- _PASSAGE SHOWN_:
****************************************
Dealing with five axes when machining isn’t a simple process in any industry, but it gets especially interesting in the realm of aerospace. When we’re talking about subtractive manufacturing in general, you have to consider everything from your material and holding that work to your tooling and the toolpaths to get to your finished part. Adding more axes makes not only your toolpath and feeds-and-speeds choices more complicated, even choosing your machine can get complicated.
There are a lot of things to consider when looking for a 5-axis CNC machine for milling in the aerospace industry, and the options might not be as intuitive as you think.
Most folks in the world of manufacturing and engineering are often anchored in their tool choices by the bottom line – i.e. cheapest has a head start in the decision – but when considering a machine for aerospace manufacturing, price is often one of the lowest priorities.
Why 5-Axis Machining for Aerospace?
One of the biggest reasons 5-axis machining is so prevalent in the world of aerospace is machine setup. The parts often have complex geometries that don’t easily lend to 3- or 4-axis operations. While many of the parts might be possible without five axes, you’d have to continuously refixture your part. In other words, you could only machine one section of that part, take it off, refixture it, and machine your next section, and repeat, just to get the geometry correct.
A perfect example of this is NASA’s Orion bulk head, which is domed near the heat shield. It’s a big forged piece of aluminum and all the pockets are normal to the surface, so you wouldn’t be able to get those angles with any other operation.
Another key element of manufacturing in the aerospace industry is weight reduction – you’re building a machine that flies, after all. More often than not, the goal is to find the best way to get the most strength with the least amount of weight. This is a major factor in defining all the weird geometries in aero, and to that end, the need for 5-axis machining.
Defining Your Work Envelope
The aerospace industry has a broad array of parts, components, and structures that require varying levels of machining, molding, and even additive manufacturing. Defining your work envelope before buying a machine is vital to making the right choice.
Some machined parts are massive, like fuselage sections. Five axes (or even six or seven) are necessary for this type of machining, but the real catch is that the machine itself ends up being the size of a building.
In situations like this, every milling machine is custom-built for a specific part, and the machine is rarely reused after production of that particular part stops. Those machines are typically in operation for five to ten years, so once the part is no longer made, the technology has advanced so much that it’s more efficient to just upgrade to a new machine. Even if it costs $10M for just one of those new machines, you’re going to make it up in time savings and production.
There is plenty of work to be done with smaller work envelopes as well. 5-axis machines that aren’t made as one-off production machines are usually off-the-shelf tool room-style machines and are typically used in R&D centers of aerospace organizations. That’s where they’ll reconfigure the machines a lot to do different parts, like a SkunkWorks or Boeing’s Phantom Works. But, these off-the-shelf machine tools can also be used for production of smaller parts, like landing gear – which is still a large component that can reach the size of a decent office – but the principles stay the same.
****************************************
- _SUPPLIED DATA_:
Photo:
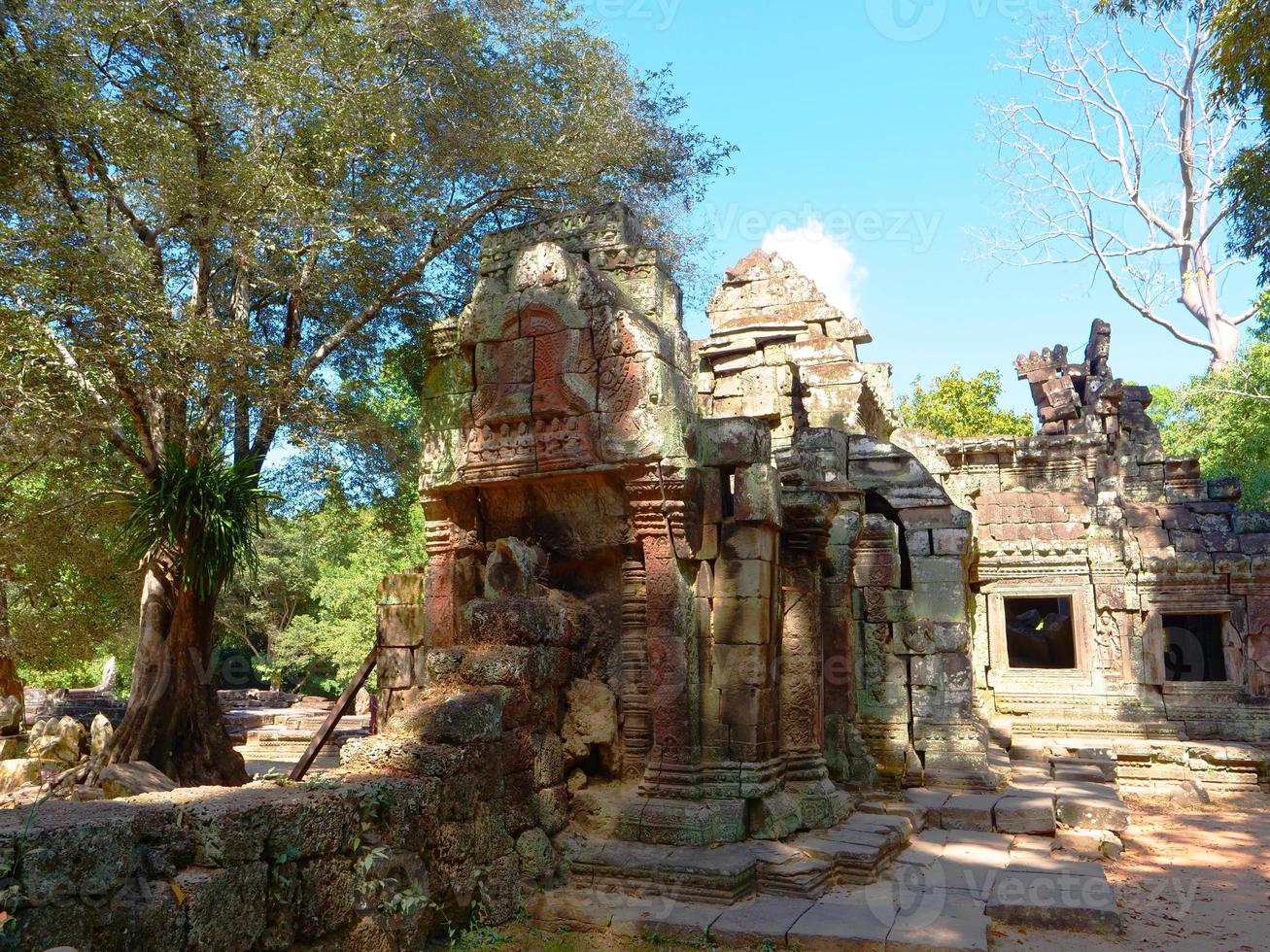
****************************************
- _LIST OF TASKS_:
1) In the passage on 5-axis aerospace machining, how many years are the custom-built milling machines typically in operation?
2) Print the section of the aerospace machining passage between "There is plenty" and "stay the same.", inclusive.

- _RESPONSES TO THE TASKS_:
1) Five to ten years.

2)
There is plenty of work to be done with smaller work envelopes as well. 5-axis machines that aren’t made as one-off production machines are usually off-the-shelf tool room-style machines and are typically used in R&D centers of aerospace organizations. That’s where they’ll reconfigure the machines a lot to do different parts, like a SkunkWorks or Boeing’s Phantom Works. But, these off-the-shelf machine tools can also be used for production of smaller parts, like landing gear – which is still a large component that can reach the size of a decent office – but the principles stay the same.